-- START OF Excerpted data --
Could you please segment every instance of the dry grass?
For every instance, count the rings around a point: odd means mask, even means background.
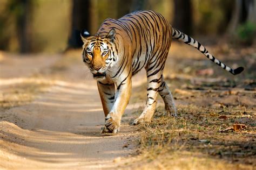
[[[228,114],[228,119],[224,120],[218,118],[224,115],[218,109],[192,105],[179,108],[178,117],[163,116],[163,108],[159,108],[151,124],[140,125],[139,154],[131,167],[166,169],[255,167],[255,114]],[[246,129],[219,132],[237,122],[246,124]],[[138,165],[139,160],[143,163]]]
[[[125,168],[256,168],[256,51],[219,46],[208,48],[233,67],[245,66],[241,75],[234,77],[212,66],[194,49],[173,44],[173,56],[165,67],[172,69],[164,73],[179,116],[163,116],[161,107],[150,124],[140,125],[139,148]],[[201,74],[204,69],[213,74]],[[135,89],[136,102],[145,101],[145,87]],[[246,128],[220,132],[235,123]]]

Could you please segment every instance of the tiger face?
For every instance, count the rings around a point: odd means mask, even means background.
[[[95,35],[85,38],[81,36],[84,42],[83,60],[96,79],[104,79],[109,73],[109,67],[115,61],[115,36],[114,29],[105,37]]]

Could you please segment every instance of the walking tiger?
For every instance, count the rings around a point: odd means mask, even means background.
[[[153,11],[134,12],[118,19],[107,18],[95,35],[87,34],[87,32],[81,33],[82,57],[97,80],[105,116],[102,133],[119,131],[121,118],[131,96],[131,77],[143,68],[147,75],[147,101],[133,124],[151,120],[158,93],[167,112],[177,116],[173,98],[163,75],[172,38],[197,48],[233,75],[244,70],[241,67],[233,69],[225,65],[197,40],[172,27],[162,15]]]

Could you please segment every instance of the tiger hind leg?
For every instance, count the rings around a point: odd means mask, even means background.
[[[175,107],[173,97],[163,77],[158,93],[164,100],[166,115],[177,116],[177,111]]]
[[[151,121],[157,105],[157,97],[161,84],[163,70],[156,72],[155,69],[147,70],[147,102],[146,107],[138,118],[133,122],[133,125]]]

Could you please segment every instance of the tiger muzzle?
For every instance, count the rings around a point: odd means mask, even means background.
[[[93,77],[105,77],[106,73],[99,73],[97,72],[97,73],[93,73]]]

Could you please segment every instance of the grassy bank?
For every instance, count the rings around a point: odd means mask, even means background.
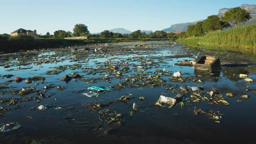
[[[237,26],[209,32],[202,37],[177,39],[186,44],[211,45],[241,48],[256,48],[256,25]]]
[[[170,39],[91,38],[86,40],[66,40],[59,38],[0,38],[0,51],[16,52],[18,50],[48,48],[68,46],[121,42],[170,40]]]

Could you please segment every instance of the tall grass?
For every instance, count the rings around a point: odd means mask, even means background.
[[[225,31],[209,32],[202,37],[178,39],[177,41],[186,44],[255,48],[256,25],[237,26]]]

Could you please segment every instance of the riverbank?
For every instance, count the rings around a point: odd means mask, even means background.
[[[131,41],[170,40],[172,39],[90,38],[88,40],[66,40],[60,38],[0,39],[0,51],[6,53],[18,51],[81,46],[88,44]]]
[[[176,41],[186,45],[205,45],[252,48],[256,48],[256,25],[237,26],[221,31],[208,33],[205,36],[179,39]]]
-- END OF Excerpted data --
-- START OF Excerpted data --
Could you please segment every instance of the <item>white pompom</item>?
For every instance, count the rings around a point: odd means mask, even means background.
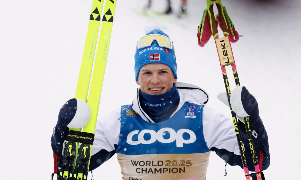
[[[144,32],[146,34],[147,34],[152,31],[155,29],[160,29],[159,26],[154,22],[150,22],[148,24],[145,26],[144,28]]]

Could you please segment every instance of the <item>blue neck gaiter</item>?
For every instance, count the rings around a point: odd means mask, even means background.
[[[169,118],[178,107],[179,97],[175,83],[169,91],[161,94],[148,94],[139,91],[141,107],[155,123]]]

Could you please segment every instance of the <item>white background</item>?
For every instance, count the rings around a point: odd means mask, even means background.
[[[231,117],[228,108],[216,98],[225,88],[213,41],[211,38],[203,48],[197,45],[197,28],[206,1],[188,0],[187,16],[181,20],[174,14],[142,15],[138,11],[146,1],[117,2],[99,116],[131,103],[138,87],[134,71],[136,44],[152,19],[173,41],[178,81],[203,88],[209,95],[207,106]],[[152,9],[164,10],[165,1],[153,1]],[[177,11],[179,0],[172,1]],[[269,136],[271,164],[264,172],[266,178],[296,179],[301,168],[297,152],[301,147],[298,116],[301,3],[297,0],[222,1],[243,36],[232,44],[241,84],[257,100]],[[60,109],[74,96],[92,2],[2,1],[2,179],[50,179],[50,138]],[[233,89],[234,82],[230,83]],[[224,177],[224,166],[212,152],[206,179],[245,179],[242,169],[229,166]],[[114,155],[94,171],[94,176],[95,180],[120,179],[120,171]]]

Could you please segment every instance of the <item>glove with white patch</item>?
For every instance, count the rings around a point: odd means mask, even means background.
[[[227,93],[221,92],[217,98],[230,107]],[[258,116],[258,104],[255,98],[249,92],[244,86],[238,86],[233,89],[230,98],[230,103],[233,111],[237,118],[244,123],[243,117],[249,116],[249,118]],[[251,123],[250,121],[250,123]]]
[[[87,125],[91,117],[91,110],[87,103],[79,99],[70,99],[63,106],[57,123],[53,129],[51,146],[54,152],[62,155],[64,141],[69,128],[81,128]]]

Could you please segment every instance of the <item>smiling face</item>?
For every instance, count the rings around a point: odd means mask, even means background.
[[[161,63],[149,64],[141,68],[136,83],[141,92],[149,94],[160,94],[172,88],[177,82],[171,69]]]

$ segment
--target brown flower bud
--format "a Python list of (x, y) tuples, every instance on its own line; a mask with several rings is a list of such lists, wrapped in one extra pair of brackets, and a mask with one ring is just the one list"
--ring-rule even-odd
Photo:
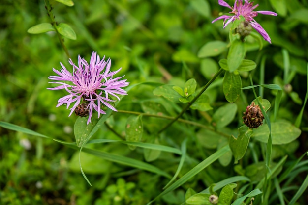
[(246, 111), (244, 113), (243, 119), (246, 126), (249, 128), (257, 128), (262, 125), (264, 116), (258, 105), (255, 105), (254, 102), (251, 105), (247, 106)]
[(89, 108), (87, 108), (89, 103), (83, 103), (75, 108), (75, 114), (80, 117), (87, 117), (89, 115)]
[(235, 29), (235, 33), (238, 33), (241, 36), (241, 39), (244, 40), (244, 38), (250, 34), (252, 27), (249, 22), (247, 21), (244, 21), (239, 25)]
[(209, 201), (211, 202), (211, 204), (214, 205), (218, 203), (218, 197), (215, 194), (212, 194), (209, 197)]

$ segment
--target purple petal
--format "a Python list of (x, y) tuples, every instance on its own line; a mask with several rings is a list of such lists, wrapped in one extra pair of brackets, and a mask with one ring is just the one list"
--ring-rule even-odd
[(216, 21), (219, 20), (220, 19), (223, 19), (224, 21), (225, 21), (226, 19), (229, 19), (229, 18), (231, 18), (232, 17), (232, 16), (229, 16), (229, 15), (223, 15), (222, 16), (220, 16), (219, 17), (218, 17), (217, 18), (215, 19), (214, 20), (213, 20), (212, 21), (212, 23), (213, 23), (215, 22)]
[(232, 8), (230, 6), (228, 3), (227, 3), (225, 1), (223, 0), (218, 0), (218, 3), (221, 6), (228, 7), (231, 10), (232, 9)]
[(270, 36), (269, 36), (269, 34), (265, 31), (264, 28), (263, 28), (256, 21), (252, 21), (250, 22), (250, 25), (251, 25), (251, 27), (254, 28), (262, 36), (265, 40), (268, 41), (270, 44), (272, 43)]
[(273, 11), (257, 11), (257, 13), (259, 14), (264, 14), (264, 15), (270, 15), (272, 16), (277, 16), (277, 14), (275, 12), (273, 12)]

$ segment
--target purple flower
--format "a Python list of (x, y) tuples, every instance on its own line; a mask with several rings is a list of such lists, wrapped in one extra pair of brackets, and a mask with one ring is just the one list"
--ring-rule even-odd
-- END OF Excerpted data --
-- START OF Excerpted data --
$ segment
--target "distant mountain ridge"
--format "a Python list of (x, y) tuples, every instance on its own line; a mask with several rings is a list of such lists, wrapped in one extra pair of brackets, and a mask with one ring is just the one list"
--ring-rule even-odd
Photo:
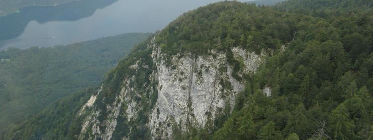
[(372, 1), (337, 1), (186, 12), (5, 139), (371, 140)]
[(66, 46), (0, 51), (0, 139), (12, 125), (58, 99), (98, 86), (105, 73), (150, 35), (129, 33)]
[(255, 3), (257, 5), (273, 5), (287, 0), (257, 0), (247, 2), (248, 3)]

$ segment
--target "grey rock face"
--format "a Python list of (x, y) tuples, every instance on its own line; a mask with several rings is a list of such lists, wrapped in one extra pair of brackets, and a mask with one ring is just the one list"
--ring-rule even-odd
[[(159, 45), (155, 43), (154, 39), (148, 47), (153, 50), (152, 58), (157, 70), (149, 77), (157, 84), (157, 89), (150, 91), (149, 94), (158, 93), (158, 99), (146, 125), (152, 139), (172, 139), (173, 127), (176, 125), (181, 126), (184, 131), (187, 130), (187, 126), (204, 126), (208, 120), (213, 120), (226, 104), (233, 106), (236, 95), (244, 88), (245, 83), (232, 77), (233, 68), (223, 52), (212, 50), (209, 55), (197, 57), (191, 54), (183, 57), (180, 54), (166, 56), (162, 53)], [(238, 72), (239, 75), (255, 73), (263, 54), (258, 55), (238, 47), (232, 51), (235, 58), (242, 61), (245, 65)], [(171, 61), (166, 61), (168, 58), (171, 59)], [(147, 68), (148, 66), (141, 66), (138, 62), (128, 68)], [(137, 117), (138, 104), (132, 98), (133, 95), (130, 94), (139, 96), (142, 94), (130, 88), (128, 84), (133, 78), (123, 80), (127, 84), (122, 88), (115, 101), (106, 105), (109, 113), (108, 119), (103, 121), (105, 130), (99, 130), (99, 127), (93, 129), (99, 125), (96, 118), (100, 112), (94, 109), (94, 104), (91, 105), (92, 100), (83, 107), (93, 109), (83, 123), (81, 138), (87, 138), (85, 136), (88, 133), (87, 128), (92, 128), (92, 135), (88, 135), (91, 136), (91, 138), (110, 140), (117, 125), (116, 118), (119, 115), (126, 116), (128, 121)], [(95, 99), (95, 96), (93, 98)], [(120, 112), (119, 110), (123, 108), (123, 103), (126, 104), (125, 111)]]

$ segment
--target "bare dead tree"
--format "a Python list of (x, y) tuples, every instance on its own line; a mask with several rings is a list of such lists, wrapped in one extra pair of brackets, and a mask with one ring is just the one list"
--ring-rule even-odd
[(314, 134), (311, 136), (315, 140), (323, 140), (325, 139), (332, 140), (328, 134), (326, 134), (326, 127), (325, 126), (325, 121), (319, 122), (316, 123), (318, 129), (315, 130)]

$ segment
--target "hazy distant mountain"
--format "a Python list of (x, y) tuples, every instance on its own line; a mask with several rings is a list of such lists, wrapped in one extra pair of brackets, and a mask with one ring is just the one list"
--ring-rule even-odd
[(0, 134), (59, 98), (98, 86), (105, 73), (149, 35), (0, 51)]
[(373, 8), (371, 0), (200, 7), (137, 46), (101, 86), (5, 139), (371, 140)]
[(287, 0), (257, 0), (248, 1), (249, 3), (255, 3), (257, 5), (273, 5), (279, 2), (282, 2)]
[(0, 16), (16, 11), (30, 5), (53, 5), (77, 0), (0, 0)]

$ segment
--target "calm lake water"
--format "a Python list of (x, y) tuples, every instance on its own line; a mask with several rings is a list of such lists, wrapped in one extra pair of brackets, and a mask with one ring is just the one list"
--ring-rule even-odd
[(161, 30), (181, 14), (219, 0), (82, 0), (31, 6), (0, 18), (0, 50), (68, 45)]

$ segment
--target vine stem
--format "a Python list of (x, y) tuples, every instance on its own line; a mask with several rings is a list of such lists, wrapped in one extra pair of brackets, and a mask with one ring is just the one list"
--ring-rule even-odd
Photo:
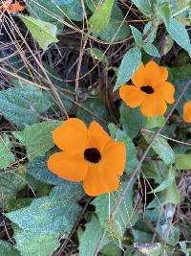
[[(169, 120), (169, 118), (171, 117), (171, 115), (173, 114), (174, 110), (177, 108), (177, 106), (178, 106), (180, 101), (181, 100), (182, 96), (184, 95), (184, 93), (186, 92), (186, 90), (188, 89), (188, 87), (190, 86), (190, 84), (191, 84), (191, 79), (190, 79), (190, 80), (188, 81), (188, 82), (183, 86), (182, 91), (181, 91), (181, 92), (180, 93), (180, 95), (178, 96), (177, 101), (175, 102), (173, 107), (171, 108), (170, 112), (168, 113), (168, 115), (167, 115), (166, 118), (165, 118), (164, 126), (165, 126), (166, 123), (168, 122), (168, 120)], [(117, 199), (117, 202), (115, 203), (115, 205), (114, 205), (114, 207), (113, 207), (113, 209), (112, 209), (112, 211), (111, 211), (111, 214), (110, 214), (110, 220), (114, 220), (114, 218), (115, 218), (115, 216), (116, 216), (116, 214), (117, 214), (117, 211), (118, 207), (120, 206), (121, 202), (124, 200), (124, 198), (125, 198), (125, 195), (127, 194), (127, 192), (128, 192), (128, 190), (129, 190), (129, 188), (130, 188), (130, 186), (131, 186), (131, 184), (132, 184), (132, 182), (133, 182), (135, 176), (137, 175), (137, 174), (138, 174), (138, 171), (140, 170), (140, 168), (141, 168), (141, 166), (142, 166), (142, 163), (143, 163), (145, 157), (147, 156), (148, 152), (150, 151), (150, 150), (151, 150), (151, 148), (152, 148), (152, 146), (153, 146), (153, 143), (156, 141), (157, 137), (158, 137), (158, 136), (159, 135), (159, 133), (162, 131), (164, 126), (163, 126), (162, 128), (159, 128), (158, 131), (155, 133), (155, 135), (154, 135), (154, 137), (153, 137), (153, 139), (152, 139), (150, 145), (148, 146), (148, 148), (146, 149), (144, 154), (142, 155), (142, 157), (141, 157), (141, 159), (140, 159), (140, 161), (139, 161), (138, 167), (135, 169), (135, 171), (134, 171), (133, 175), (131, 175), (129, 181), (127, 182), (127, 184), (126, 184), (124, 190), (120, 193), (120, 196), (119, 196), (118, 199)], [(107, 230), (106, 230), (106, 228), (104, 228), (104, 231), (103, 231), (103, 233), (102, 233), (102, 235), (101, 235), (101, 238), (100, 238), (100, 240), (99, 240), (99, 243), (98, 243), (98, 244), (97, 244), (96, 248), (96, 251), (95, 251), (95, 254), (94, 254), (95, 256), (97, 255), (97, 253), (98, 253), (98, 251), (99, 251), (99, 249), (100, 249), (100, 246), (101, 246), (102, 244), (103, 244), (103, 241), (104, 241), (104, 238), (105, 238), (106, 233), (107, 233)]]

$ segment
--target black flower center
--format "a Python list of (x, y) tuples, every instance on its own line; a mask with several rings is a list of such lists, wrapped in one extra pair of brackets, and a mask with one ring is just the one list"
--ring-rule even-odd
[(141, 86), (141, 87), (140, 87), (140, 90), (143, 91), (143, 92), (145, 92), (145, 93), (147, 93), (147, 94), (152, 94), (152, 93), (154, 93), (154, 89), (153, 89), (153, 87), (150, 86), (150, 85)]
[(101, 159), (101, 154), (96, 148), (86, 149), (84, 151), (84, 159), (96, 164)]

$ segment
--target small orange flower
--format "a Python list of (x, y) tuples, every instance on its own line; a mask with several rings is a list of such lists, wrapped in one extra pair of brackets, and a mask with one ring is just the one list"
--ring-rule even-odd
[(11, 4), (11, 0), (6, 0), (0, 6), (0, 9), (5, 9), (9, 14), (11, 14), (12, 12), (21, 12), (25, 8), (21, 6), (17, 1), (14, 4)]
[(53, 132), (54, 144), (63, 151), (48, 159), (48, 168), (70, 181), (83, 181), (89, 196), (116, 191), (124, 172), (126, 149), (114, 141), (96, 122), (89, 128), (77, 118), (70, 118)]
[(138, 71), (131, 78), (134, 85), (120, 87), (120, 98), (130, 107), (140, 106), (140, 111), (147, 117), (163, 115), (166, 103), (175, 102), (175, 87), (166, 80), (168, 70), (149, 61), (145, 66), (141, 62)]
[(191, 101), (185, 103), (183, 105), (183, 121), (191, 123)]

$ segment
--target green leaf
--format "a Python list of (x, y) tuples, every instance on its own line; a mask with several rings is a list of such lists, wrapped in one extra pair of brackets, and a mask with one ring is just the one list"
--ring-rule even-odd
-- END OF Excerpted data --
» **To be done**:
Turn the lines from the one holding "Could you please segment every instance of the tiger face?" through the one holding "[[[93,77],[105,77],[106,73],[99,73],[97,72],[97,73],[93,73]]]", both included, into a numbered list, leaving out any blank lines.

» **Task answer**:
1. Could you please segment every instance of the tiger face?
2. For every instance, count the rings around a point: odd means mask, even means background.
3. [[[95,35],[85,38],[81,36],[84,42],[83,60],[96,79],[104,79],[109,73],[109,67],[115,61],[115,36],[114,29],[105,37]]]
4. Could you please segment every instance of the walking tiger?
5. For every instance, count the rings around a point: odd means mask, even means background.
6. [[[153,11],[134,12],[118,19],[107,18],[95,35],[87,34],[87,32],[81,33],[82,57],[97,80],[105,116],[102,133],[119,131],[121,118],[131,96],[131,77],[143,68],[147,75],[147,101],[133,124],[151,120],[158,93],[167,112],[177,116],[173,98],[163,75],[172,38],[197,48],[233,75],[244,70],[241,67],[233,69],[225,65],[197,40],[172,27],[162,15]]]
7. Could you please segment every instance of the tiger hind leg?
8. For every instance, count the rings around a point: odd means mask, even means background.
9. [[[175,107],[173,97],[163,77],[158,93],[164,100],[166,115],[177,116],[177,111]]]
10. [[[151,121],[157,105],[157,97],[161,84],[163,70],[156,72],[155,69],[147,70],[147,102],[146,107],[138,118],[133,122],[133,125]]]
11. Could you please segment every instance of the tiger muzzle?
12. For every instance, count the rings around a point: odd means mask, even means background.
13. [[[93,77],[105,77],[106,73],[99,73],[97,72],[97,73],[93,73]]]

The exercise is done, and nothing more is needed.